**Task prompt**
Line by line, repeat the material below exactly and leave the images out.
(Beginning of Provided material)
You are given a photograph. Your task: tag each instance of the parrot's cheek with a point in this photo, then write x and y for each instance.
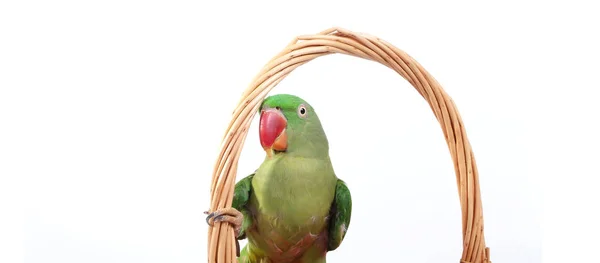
(272, 130)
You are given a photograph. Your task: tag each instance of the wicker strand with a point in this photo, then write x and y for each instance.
(302, 49)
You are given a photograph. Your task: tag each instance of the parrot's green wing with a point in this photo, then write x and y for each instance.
(241, 195)
(340, 213)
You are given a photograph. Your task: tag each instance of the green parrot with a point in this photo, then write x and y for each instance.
(293, 208)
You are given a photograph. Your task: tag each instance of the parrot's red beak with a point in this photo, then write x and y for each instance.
(272, 131)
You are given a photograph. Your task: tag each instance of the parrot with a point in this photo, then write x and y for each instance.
(293, 208)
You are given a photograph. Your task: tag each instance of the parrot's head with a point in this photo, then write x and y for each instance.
(289, 125)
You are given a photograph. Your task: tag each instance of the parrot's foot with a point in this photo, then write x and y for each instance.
(229, 215)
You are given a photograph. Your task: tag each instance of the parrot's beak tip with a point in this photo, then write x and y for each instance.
(272, 131)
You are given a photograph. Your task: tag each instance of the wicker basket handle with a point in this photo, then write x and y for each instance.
(221, 241)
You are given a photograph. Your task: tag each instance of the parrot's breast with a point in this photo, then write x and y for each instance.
(290, 204)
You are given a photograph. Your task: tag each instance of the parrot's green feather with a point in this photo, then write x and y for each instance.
(241, 195)
(340, 213)
(295, 208)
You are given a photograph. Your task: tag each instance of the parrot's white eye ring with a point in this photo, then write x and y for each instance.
(302, 111)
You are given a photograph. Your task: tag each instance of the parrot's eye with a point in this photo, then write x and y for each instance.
(302, 111)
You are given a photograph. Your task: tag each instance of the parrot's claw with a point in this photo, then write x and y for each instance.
(229, 215)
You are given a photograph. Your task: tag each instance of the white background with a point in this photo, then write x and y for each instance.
(111, 115)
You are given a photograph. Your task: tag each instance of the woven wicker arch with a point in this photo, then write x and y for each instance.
(221, 241)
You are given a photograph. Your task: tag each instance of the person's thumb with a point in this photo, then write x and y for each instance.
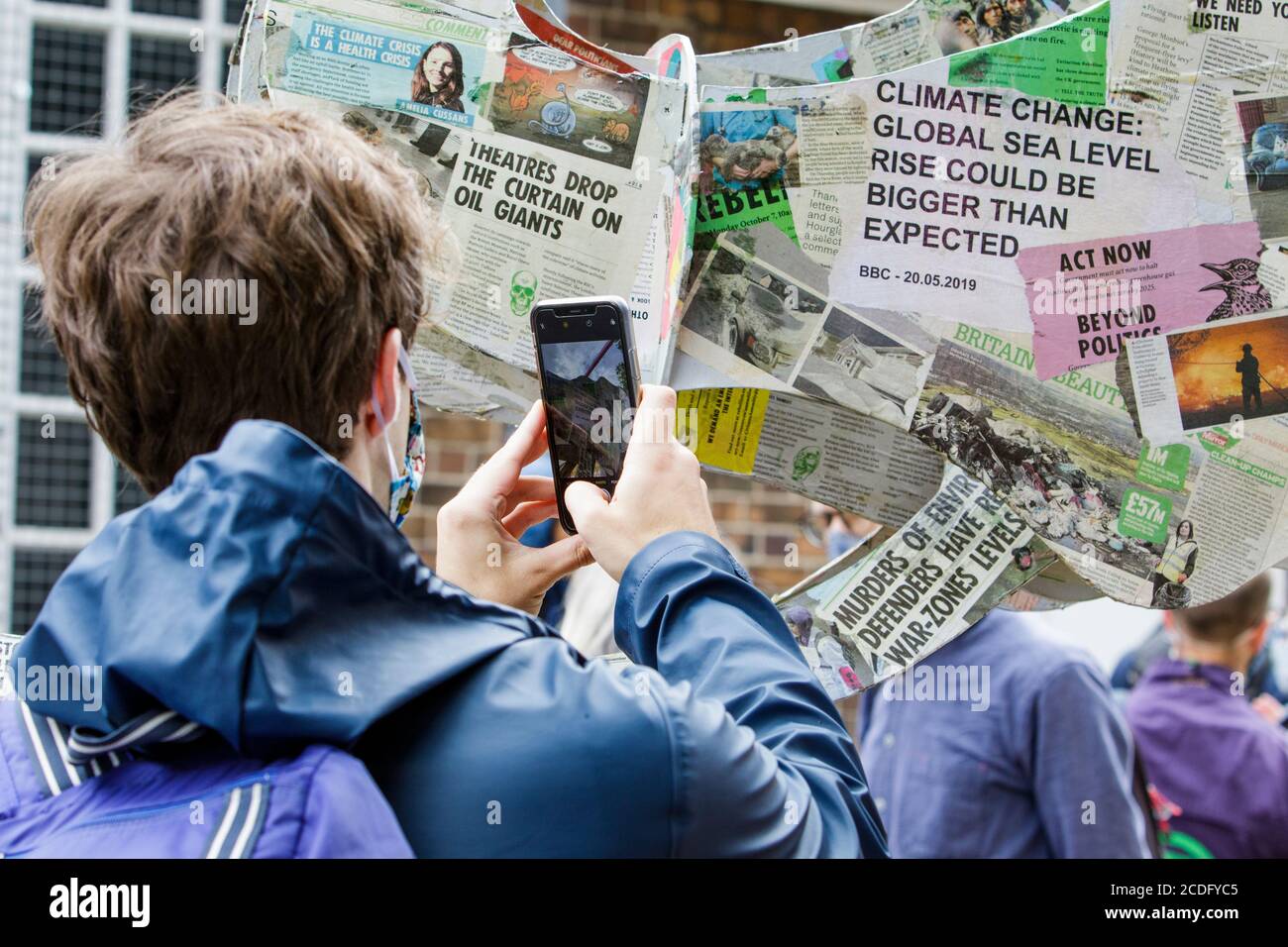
(561, 558)
(585, 504)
(End of Provided material)
**Answer space**
You are given a photograph. Your task: tag each instance of the parrot's cheek with a point in this photo, then write x and y for each instance.
(272, 130)
You are given a photograph. Your task: tag each instance of the wicker strand with a point in this photo, then write x and y for each instance.
(302, 49)
You are given a photograph. Your task: tag each instance of the parrot's green wing with a point in this photo, then write x and y for each instance.
(241, 195)
(340, 213)
You are given a photograph. Your task: tag each instance of the green parrot with a point in this photo, then write x and y for each instance.
(293, 208)
You are given a photograph. Your task: tag each instance of the parrot's red beak with a point in this photo, then write x and y for each instance.
(272, 131)
You are given a photograph. Your task: tag each instance of the parrot with a point in this photo, then write x and y for each instance.
(293, 208)
You are given a photograph. Your task: tag each instance of the parrot's head with a point in this photo, then write x and y for each instance.
(289, 125)
You are given a photograph. Your task: tag each instance of the parrot's foot with a point in this photo, then write x and y for each instance.
(229, 215)
You are given a photograph. Your task: tag each instance of the parrot's beak tip with a point in this photo, then write x and y for each instance.
(272, 131)
You are given a photograph. Your task: tag each instance of the wicker basket handle with a point in this photo, then write x and y for each instance.
(221, 241)
You are given a photograph. Your task: tag each instance of the parrot's breast with a point in this photo, then write x and y for each instance.
(290, 204)
You are given a photograph. Your task: tag each instance of the parrot's green feather with a point in this photo, then write x and y for each instance.
(241, 195)
(340, 213)
(295, 208)
You are given a photograph. Your task: tag each instance of the parrot's white eye ring with a point in this photo, then write x and y for each instance.
(302, 111)
You are given a photograph. Your task: tag each instance of the parrot's eye with a point in this photo, then write x and y for each instance.
(302, 111)
You are given a photograph. Your task: tag each instance of the parrot's claw with a point in this photo, then write x and y for each instance.
(229, 215)
You are given a photograph. Your task: tag each instance of the white background with a point in this photo, then write x and y for each instance.
(111, 115)
You are given a photograph. Your task: tag each instance of the woven wicker arch with a point in this photo, then write x and y for each instance.
(221, 241)
You are given a photograph. Your task: tag each instance of the person's thumb with a point in this photo, then write x and y for each instance.
(561, 558)
(585, 504)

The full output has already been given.